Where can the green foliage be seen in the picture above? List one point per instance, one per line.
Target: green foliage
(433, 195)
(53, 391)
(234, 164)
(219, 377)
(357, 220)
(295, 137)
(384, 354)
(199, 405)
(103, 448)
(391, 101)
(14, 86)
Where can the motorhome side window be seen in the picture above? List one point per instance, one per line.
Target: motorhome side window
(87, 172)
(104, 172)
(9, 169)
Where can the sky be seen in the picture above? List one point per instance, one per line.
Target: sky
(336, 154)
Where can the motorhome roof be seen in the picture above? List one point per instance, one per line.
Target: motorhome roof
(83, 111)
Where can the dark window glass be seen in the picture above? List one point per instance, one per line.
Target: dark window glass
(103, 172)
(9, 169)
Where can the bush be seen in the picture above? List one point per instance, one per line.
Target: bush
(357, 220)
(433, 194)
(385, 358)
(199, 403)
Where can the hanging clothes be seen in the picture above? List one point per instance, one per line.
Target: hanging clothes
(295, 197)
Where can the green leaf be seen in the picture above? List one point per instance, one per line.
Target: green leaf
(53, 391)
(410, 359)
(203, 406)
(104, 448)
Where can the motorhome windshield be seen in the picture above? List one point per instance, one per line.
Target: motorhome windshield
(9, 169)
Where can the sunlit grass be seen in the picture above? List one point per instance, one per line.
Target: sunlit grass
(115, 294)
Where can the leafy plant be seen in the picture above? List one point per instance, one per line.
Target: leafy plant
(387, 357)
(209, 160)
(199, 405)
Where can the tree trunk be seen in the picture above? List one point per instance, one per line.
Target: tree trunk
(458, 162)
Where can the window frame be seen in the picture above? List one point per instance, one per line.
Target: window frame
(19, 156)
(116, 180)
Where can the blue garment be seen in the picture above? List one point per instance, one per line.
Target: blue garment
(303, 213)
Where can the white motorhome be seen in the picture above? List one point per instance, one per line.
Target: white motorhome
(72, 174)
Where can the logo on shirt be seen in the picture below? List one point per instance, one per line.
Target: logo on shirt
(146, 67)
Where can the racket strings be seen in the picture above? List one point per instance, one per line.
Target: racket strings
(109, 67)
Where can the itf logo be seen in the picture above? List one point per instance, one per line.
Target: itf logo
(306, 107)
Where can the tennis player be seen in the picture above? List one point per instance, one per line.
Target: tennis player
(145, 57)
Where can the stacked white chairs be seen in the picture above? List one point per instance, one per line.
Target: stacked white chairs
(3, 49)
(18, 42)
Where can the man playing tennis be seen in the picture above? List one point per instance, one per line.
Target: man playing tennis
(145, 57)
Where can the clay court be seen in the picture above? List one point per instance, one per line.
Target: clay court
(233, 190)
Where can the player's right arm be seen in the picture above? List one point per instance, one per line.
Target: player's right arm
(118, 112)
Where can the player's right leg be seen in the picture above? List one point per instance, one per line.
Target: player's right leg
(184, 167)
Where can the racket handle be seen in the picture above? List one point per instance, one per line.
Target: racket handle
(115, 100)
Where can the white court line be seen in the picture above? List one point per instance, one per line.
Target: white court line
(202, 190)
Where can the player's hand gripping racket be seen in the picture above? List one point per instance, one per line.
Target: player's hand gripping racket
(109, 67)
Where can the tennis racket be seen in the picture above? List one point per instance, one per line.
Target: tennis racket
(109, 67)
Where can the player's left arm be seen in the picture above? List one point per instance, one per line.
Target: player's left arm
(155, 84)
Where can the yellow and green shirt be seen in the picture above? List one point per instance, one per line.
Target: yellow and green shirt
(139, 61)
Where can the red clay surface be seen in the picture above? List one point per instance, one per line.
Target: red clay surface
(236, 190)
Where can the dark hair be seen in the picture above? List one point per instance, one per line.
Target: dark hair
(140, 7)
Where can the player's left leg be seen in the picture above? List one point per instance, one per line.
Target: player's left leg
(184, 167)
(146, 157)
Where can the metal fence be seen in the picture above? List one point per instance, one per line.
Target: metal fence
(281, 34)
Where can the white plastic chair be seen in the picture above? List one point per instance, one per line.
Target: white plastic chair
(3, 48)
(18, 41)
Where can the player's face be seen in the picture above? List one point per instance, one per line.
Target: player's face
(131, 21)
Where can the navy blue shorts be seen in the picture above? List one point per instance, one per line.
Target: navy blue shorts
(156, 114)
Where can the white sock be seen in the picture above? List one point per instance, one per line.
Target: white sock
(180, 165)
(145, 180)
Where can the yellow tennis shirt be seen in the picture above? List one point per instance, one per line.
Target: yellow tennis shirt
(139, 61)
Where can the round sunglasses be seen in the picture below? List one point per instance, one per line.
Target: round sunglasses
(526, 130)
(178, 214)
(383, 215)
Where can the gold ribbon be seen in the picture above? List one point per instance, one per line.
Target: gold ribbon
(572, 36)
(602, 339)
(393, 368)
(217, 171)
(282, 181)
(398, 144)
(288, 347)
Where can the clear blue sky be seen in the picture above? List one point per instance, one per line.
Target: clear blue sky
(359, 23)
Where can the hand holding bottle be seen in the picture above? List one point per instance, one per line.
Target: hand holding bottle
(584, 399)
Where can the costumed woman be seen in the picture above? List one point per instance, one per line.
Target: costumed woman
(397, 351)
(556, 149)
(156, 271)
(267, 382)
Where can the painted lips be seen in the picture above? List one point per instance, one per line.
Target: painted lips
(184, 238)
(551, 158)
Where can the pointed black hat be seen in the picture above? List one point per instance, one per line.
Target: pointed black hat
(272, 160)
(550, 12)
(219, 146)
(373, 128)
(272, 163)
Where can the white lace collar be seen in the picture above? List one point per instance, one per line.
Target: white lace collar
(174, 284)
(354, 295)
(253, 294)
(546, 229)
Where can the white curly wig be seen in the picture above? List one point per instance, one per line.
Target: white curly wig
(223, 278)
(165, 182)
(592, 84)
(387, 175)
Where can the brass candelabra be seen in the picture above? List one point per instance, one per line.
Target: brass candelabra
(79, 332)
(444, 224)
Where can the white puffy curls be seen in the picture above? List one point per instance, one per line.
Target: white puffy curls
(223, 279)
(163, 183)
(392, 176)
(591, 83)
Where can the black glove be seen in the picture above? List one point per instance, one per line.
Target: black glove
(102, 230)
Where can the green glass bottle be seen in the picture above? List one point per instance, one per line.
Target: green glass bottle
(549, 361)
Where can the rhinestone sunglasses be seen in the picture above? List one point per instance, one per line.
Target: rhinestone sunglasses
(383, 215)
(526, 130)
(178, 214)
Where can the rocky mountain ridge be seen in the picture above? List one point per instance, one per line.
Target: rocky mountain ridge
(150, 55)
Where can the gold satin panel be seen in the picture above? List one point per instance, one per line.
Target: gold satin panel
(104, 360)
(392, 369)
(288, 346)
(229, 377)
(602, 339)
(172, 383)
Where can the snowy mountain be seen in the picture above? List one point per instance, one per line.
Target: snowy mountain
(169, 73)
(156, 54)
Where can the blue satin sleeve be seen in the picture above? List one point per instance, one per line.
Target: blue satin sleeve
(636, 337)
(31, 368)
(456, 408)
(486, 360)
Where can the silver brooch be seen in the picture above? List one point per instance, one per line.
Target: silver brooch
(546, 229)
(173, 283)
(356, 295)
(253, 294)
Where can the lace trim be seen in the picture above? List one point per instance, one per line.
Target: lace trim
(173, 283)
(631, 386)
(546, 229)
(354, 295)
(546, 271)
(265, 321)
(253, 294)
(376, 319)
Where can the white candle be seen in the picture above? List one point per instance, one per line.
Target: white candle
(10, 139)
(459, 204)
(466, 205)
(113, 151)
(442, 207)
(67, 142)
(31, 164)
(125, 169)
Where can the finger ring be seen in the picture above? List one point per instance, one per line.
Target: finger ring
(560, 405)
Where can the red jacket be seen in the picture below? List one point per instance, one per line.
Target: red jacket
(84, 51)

○ ○ ○

* [REQUEST]: Reproduce every line of the items above, requests included, starting with the line containing "Where can the silver" and going on through the end of the items. Scale each coordinate in the answer points by 1.05 and round it to a whole number, with halves rounded up.

* [RIGHT ANSWER]:
Where can the silver brooch be seen in the picture above? List one point per instance, one per line.
Target: silver brooch
(573, 240)
(182, 297)
(374, 310)
(266, 309)
Where can the lace trim be seen in the picture above? List one point per instance, one per line.
Target: lace trim
(182, 297)
(663, 405)
(573, 240)
(372, 310)
(573, 285)
(278, 337)
(266, 309)
(395, 335)
Where can the white candle be seen in the picture above? List one point per instance, one per line.
Target: white candle
(11, 146)
(482, 214)
(489, 215)
(119, 159)
(464, 217)
(70, 149)
(33, 172)
(131, 177)
Where can the finger ring be seen in the picture above? List one point per instance, one per line.
Target: finger ring
(588, 425)
Where can the red jacket be seen in the picture below? List one point per instance, one per line.
Target: red jacket
(88, 54)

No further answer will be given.